:: Supplied records ::

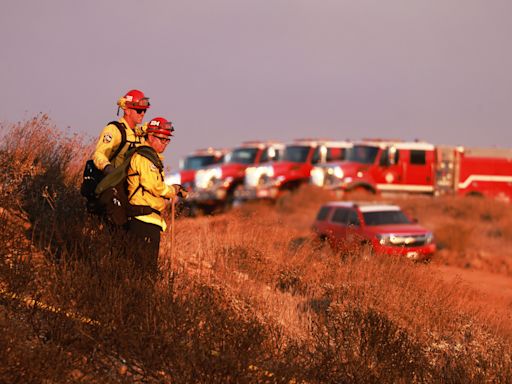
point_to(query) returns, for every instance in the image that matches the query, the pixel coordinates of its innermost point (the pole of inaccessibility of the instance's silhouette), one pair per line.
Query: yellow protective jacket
(109, 141)
(146, 187)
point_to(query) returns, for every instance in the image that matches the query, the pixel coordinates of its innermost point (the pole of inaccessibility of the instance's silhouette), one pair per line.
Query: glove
(108, 169)
(180, 191)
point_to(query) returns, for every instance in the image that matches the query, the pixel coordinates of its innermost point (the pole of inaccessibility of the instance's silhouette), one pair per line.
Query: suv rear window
(322, 213)
(385, 218)
(340, 216)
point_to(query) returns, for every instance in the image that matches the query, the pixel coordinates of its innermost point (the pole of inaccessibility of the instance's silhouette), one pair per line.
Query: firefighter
(146, 186)
(113, 142)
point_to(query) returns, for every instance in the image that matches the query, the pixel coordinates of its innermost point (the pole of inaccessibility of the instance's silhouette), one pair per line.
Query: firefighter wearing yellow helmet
(146, 186)
(113, 142)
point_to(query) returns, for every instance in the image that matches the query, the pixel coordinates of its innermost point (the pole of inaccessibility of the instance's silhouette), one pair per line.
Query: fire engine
(190, 164)
(271, 180)
(216, 185)
(419, 167)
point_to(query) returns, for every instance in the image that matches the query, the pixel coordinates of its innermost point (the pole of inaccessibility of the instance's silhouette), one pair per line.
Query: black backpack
(112, 189)
(92, 175)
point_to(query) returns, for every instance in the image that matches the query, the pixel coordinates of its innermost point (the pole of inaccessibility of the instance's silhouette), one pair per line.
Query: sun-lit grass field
(249, 296)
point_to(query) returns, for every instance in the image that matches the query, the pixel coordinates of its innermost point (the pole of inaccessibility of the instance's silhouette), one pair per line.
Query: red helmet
(160, 126)
(134, 99)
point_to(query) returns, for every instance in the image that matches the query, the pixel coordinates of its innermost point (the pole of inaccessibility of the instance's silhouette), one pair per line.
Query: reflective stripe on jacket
(109, 141)
(146, 187)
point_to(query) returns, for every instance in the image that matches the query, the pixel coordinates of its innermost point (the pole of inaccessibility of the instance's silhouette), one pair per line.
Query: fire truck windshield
(385, 218)
(296, 154)
(197, 162)
(242, 155)
(362, 154)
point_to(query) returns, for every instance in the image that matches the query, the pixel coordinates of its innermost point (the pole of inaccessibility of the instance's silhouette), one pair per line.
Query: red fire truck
(271, 180)
(191, 163)
(216, 185)
(419, 167)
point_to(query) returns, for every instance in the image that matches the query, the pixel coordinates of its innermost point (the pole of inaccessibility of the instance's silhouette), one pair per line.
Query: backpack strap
(122, 130)
(150, 154)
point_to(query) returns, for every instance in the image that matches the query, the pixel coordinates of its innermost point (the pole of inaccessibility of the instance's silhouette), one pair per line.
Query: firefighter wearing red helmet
(113, 142)
(146, 186)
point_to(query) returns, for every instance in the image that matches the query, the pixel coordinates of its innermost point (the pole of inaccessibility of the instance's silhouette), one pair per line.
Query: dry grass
(248, 296)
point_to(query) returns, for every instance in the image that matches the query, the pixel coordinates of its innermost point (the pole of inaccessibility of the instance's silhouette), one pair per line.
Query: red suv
(383, 227)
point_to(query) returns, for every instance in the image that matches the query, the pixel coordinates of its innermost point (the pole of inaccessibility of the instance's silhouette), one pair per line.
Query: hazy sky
(225, 71)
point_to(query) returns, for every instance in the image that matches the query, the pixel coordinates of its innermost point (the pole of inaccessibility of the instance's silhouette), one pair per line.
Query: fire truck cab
(380, 165)
(293, 169)
(419, 167)
(216, 185)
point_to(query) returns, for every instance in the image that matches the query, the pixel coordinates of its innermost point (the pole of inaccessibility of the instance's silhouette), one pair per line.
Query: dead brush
(249, 297)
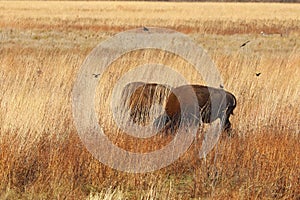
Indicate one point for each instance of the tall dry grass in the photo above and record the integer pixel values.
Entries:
(41, 155)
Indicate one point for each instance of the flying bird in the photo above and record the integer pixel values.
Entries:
(145, 28)
(96, 75)
(244, 44)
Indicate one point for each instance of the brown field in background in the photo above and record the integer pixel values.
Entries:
(42, 46)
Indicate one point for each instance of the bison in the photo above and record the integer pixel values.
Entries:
(193, 103)
(140, 97)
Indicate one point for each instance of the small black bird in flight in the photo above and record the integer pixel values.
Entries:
(145, 28)
(244, 44)
(96, 75)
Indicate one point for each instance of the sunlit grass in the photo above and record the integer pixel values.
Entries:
(41, 155)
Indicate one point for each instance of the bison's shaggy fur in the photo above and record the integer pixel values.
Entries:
(140, 97)
(195, 103)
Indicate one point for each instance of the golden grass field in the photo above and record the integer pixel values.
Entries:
(42, 46)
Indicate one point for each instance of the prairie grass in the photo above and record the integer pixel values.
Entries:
(42, 46)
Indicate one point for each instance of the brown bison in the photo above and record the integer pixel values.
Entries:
(192, 103)
(140, 97)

:::

Instructions for the task:
Select and copy every line of the material that holds the string "bison".

Task solution:
Indicate one point for each instance of the bison in the photo above and record the integer pixel values.
Indicate one point for each instance of the bison's shaggy fur in the photo above and record the integer pixel values.
Indicate one point for each instance of the brown bison in the photo above and record the integer pixel values.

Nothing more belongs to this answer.